* Texto de origem:
* * *
Aborda-se o presente tema – cessação do contrato de trabalho de grávida no âmbito do despedimento coletivo tendo como ponto de partida, - a proibição do despedimento de trabalhadora grávida.2

A pergunta que se segue é a seguinte: a trabalhadora gravida está excluída, sem mais da lista de trabalhadores a despedir em processo de despedimento coletivo?

Adianta-se o sentido de resposta que aqui se defende: - Não.

Passa-se a explicar a razão pela qual se entende que a proteção da mulher gravida não tem natureza absoluta no caso do despedimento coletivo.

O primeiro aspeto a ter em conta quando se discute a razão de ser de um despedimento coletivo é o facto de este, significar uma rutura definitiva do vínculo laboral com dois ou cinco trabalhadores, consoante a dimensão da empresa, 3 e dar particular relevância aos seus pressupostos.

O despedimento coletivo pode consubstanciar no encerramento de uma ou várias secções ou estrutura equivalente ou redução do número de trabalhadores e assenta taxativamente em razões de mercado, estruturais ou tecnológicos, ainda que, a lei permita no que reporta a caraterização desses motivos um elenco exemplificativo.

Ressalta do texto da lei que o despedimento coletivo corresponde a uma resolução do contrato assente em motivos objetivos e nunca subjetivos. 4

Estando em causa um despedimento coletivo, a lei exige que o empregador comunique por escrito à comissão de trabalhadores ou, na sua falta, à comissão intersindical ou às comissões sindicais da empresa representativas dos trabalhadores a abranger.
* * *
* Excertos dos dados:
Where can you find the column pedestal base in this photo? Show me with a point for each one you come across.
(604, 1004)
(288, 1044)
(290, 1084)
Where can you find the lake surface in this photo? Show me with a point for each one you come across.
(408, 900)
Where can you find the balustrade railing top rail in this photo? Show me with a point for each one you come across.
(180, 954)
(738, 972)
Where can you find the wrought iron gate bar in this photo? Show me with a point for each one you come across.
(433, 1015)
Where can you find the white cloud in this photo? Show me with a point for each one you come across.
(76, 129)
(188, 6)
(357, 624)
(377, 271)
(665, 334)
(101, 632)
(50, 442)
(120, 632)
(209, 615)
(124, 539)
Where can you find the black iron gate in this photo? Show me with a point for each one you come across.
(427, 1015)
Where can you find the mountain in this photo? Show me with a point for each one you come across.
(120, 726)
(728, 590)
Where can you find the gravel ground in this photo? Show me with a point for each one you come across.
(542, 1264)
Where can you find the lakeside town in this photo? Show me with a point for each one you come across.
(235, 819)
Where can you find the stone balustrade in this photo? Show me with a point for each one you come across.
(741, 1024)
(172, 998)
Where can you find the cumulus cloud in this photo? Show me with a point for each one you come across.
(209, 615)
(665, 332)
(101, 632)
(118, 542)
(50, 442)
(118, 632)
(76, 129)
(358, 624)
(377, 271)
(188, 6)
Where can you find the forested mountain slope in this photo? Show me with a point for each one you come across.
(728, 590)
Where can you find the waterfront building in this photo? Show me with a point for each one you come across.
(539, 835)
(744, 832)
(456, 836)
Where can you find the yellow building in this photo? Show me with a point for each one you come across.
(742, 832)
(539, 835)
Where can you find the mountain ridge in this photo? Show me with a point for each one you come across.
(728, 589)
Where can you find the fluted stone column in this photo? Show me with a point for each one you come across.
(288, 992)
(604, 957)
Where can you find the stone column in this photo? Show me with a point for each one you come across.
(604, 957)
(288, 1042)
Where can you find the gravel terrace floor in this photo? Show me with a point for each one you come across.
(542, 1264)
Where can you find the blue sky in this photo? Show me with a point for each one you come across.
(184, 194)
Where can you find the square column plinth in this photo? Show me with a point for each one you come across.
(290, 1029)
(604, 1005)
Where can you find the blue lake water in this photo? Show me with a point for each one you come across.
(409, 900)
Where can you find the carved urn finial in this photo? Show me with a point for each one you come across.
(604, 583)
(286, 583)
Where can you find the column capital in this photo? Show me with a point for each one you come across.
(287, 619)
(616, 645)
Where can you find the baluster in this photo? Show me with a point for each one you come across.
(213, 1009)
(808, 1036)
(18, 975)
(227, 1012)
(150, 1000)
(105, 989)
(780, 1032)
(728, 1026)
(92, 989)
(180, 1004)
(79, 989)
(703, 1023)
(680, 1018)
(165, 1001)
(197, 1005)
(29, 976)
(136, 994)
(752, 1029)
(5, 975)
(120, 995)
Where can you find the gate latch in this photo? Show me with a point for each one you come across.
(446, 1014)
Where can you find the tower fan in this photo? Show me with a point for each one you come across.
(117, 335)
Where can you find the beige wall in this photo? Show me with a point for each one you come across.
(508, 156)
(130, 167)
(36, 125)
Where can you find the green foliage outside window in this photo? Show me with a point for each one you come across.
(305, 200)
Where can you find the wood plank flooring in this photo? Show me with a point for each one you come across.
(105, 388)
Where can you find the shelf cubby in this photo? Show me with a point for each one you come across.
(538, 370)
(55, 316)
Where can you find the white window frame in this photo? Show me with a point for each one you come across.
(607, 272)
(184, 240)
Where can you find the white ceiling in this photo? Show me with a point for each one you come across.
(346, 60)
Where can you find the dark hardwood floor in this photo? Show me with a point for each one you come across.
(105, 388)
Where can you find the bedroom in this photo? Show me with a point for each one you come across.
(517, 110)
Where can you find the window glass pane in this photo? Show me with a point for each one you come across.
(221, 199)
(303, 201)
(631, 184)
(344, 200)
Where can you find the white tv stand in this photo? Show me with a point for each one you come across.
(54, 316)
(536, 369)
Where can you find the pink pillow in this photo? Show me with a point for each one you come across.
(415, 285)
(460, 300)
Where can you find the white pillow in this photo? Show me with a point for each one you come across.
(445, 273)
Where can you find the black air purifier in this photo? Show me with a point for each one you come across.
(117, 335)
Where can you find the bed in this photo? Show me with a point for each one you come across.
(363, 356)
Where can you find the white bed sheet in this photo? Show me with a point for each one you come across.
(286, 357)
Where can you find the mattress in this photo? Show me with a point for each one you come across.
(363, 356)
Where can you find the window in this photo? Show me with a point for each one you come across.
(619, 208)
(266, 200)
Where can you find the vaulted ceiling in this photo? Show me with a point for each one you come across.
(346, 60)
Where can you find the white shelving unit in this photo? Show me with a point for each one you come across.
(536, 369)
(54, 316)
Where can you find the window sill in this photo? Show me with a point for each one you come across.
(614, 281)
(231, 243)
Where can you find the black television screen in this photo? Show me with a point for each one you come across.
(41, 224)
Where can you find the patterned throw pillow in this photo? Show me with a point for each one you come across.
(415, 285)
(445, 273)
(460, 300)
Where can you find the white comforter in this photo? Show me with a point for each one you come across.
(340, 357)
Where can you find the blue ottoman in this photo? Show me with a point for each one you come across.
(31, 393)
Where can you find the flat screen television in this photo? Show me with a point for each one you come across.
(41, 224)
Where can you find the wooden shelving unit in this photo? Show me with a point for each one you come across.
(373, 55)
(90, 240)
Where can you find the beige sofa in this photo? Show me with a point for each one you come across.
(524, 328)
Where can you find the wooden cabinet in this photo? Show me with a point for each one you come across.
* * *
* Detalhes do exercício:
Reescreva o trecho do texto sobre a trabalhadora grávida que começa com as palavras "Passa-se a explicar" e termina com "um elenco exemplificativo.", substituindo "despedimento coletivo" por "despedimento em massa".

* Resultado esperado:
Passa-se a explicar a razão pela qual se entende que a proteção da mulher gravida não tem natureza absoluta no caso do despedimento em massa.

O primeiro aspeto a ter em conta quando se discute a razão de ser de um despedimento em massa é o facto de este, significar uma rutura definitiva do vínculo laboral com dois ou cinco trabalhadores, consoante a dimensão da empresa, 3 e dar particular relevância aos seus pressupostos.

O despedimento em massa pode consubstanciar no encerramento de uma ou várias secções ou estrutura equivalente ou redução do número de trabalhadores e assenta taxativamente em razões de mercado, estruturais ou tecnológicos, ainda que, a lei permita no que reporta a caraterização desses motivos um elenco exemplificativo.